Exercise task |
Count the lines in the rows below that contain the string "rough". Give only the number.

Materials provided |
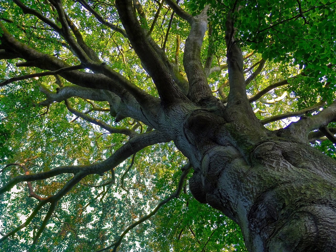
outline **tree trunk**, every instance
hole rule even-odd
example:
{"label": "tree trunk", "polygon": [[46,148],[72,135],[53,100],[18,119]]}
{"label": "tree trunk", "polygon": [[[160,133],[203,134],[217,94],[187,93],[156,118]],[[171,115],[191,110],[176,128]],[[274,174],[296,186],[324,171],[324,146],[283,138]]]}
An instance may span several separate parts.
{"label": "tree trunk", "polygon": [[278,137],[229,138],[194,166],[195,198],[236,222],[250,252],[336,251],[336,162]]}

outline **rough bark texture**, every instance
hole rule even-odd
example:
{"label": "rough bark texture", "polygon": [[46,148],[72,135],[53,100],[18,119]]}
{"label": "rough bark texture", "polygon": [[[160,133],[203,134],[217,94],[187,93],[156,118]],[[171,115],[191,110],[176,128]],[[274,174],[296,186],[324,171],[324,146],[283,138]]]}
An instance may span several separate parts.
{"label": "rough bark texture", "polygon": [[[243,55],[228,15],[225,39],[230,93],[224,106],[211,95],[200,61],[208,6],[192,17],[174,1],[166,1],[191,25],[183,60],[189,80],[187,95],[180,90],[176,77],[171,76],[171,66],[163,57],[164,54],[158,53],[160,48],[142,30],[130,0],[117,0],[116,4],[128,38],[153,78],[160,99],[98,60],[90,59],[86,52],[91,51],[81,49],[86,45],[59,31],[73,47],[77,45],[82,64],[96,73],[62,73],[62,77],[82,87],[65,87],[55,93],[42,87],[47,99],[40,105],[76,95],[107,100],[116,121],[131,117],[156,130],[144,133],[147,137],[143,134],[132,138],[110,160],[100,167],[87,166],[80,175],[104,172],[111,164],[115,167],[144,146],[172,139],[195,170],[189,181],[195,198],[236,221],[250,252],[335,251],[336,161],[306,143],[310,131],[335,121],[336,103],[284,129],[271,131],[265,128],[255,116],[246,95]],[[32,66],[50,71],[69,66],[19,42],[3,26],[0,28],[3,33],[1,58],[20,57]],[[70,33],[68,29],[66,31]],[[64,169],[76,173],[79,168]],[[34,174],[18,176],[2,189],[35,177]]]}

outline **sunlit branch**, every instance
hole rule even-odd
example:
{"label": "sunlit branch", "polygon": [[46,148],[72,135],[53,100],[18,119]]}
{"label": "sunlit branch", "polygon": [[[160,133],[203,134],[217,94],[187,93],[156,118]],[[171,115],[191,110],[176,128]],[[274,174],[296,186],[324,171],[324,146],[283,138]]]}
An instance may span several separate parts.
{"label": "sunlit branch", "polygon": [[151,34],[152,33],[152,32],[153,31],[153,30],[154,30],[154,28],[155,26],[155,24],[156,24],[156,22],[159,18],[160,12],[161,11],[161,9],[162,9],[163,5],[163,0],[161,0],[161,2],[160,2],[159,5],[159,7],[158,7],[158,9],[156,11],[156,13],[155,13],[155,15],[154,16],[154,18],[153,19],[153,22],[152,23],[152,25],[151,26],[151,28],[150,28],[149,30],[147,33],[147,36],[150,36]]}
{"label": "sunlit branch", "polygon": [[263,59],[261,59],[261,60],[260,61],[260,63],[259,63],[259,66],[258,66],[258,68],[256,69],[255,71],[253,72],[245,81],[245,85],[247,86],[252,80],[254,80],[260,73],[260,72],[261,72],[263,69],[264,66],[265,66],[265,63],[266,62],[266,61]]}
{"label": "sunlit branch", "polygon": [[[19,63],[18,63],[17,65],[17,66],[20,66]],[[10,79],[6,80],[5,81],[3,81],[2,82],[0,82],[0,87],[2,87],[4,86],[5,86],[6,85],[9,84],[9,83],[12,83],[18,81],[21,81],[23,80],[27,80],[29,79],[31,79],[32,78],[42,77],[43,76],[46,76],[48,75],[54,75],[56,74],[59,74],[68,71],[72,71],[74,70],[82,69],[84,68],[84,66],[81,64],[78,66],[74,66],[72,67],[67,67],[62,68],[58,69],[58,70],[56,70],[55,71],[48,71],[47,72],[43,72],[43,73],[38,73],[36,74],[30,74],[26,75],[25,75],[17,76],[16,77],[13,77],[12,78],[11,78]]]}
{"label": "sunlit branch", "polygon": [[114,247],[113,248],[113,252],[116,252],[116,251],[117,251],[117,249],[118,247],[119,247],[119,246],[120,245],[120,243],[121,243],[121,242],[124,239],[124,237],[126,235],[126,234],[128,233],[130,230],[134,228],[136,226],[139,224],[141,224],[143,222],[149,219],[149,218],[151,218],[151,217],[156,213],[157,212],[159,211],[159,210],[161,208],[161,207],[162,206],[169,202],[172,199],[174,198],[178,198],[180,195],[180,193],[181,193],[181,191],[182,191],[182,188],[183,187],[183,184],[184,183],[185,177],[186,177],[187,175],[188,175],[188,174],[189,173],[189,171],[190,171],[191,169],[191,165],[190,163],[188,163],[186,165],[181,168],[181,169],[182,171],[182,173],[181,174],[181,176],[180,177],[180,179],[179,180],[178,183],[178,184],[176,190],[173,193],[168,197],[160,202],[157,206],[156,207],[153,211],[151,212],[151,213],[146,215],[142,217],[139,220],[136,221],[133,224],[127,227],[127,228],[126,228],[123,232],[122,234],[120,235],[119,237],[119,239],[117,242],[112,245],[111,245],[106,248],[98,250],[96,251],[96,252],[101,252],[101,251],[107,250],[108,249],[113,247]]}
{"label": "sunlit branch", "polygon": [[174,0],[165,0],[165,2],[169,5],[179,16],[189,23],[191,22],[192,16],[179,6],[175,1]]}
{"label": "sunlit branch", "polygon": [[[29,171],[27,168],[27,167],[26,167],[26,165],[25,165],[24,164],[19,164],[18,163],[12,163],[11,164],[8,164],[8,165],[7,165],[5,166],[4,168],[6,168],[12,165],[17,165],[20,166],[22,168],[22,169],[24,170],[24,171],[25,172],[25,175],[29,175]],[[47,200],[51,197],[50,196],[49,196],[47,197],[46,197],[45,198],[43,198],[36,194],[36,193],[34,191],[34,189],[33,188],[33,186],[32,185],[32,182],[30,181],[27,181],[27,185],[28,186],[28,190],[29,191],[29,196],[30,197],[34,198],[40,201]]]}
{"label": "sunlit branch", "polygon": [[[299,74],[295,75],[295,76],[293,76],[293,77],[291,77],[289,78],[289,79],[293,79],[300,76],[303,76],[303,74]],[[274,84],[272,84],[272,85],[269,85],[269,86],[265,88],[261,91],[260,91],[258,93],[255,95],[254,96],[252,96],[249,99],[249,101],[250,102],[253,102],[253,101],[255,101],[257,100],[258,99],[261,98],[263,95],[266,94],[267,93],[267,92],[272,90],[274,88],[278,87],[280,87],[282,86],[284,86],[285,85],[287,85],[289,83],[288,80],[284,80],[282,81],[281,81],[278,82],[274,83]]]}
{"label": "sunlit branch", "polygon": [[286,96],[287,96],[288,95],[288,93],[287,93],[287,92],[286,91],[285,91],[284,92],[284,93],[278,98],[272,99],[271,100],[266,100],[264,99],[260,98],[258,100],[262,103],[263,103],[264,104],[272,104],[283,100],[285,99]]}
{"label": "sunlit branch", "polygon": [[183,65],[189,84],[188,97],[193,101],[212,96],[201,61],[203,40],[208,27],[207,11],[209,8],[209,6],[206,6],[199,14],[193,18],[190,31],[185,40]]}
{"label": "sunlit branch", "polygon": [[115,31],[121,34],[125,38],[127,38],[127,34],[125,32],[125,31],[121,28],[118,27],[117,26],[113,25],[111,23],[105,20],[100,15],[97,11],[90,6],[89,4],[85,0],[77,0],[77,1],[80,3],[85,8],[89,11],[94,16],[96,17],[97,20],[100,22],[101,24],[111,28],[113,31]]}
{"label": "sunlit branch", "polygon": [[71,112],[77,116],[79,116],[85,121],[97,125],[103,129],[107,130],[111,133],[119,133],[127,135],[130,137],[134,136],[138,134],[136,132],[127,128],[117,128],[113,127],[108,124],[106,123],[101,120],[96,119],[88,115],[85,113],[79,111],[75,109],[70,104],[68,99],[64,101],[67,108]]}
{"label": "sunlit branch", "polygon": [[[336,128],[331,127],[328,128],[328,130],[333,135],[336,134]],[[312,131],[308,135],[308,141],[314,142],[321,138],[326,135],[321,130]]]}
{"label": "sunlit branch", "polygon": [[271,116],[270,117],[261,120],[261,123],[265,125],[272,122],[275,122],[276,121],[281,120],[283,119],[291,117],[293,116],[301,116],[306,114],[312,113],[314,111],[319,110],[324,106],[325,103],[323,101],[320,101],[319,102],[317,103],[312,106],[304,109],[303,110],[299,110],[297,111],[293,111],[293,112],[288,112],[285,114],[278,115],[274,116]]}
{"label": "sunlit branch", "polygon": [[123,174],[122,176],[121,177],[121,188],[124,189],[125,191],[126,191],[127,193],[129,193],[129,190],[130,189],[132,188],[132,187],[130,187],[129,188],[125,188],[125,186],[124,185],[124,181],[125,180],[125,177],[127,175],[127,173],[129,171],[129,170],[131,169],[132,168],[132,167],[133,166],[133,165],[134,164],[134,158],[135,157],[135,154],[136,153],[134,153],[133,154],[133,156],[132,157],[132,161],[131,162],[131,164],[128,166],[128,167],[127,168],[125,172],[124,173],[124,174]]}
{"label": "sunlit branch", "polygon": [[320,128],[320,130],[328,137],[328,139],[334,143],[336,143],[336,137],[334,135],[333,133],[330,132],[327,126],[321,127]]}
--
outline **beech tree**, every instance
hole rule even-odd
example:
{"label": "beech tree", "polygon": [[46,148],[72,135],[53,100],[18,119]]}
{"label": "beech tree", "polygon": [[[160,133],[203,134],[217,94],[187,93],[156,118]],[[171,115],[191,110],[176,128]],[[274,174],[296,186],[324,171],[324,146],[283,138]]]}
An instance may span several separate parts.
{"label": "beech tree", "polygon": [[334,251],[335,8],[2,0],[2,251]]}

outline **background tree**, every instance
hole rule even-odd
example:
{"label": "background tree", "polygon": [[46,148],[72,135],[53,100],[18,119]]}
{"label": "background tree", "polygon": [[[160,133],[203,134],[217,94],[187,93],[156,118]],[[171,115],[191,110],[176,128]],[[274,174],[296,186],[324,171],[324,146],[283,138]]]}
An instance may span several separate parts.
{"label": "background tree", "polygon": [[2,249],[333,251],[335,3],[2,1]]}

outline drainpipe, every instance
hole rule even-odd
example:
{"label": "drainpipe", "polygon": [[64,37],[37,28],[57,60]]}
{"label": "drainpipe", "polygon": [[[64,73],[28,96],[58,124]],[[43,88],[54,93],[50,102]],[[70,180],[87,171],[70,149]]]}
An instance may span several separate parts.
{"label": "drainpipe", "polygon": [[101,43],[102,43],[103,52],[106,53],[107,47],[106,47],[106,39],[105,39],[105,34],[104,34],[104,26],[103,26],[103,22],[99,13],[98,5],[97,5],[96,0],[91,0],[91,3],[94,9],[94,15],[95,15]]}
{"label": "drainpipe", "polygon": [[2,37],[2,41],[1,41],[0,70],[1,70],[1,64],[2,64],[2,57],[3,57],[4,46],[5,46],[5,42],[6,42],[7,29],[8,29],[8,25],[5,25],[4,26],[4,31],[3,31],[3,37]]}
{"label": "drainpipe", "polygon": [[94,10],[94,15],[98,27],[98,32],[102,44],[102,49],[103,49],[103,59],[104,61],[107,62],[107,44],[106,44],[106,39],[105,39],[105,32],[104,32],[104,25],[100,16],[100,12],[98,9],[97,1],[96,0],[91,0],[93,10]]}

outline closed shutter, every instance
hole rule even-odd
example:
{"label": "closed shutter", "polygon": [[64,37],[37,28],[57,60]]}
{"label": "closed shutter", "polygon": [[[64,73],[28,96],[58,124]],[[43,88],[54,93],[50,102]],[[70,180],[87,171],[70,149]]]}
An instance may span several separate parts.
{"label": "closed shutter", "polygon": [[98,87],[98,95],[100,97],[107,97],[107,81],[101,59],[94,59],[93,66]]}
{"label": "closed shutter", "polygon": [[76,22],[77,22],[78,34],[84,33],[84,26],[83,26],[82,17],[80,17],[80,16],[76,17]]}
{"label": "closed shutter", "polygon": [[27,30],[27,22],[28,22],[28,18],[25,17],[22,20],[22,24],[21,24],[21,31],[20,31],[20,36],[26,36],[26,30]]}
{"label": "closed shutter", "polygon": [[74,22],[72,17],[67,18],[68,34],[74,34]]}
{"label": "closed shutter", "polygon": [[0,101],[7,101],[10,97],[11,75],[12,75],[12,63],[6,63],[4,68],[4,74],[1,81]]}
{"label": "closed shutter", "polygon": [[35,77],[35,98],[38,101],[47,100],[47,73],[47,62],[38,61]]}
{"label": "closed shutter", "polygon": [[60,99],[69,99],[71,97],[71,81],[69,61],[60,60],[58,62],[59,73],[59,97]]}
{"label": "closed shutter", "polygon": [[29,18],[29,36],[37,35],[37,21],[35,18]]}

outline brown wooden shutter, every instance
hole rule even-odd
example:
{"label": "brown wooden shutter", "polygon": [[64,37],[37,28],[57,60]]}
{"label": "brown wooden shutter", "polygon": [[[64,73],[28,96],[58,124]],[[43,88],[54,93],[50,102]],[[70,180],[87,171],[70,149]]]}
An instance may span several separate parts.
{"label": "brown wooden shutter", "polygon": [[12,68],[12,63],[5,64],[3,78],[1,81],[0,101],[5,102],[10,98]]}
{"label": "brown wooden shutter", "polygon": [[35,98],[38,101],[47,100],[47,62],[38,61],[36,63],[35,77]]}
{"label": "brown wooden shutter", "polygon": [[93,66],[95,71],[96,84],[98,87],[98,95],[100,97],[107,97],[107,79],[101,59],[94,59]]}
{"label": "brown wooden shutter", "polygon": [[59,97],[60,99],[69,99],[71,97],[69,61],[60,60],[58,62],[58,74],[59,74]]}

Final answer |
4